Schreib den Textausschnitt über die Kritik an Ennahdas Bekenntnis zur Demokratie im Anschluss an seinen letzten Satz weiter.

**Textausschnitt**
'''

Das von Vertreter der islamistischen Partei so häufig bemühte Bekenntnis zur Demokratie wird von einer wachsenden Zahl Skeptikern inzwischen als Täuschungsmanöver angesehen. Eindeutig zeigt sich das etwa an einem kritischen Artikel, der sich aktuell auf dem Internet-Portal Nawaat findet (Nawaat war während der Aufstände Anfang vergangenen Jahres ein zentrales Informationsforum). In dem Kommentar mit dem Titel "Der demokratische Staatsstreich" wird Ennahda vorgeworfen, dass sie die Demokratie mithilfe genau der Möglichkeiten, welche die Demokratie gewährt, unterwandert. Erörtert wird das am Fallbeispiels des Versuchs, über "islamische Prinzipien" die Scharia als Maßgabe einzuführen und damit demokratische Freiheitsrechte auszuhebeln.

'''

**Angezeigte Einträge**

'''

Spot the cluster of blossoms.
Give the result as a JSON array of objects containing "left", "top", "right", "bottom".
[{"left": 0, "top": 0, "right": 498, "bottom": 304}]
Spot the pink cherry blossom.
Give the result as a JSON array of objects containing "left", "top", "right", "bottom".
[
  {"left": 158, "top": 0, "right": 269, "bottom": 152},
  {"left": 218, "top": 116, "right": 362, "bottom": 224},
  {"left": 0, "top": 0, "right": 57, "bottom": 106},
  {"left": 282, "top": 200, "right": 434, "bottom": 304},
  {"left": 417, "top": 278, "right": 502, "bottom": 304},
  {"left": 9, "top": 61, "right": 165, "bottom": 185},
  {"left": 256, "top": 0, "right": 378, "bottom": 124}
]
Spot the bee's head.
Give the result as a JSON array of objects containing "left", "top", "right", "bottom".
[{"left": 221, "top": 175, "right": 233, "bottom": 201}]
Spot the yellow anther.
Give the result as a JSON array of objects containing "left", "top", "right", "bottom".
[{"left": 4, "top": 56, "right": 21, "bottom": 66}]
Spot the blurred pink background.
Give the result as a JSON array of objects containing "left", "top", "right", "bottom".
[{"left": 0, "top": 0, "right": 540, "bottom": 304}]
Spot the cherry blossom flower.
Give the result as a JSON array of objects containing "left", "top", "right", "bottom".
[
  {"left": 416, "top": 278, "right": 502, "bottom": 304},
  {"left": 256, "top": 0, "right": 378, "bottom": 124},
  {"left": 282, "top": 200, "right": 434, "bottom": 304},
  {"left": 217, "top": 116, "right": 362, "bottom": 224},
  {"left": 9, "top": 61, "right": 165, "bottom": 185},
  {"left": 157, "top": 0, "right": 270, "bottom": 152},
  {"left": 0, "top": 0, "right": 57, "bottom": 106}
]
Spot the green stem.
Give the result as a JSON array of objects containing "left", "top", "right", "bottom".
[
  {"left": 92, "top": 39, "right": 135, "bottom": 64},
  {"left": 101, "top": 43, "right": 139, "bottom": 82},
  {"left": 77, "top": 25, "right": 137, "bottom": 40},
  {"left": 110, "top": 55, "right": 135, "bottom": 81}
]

'''

**Deine Antwort**
Dass die von Vertretern der Partei so oft beteuerte pro-demokratische Haltung sich nicht mit tatsächlichen Auffassungen ihrer Politiker deckt, zeigt sich auf entlarvende Weise und symptomatisch gerade beim tunesischen Minister für Menschenrechte, Samir Dilou. Der hatte im Februar vor laufenden Kameras erklärt, dass er Homosexualität für eine psychische Krankheit hält und die Grundrechte der Homosexuellen, z.B. die Presse-und Meinungsfreiheit, bestimmte rote Linien nicht überschreiten dürfen.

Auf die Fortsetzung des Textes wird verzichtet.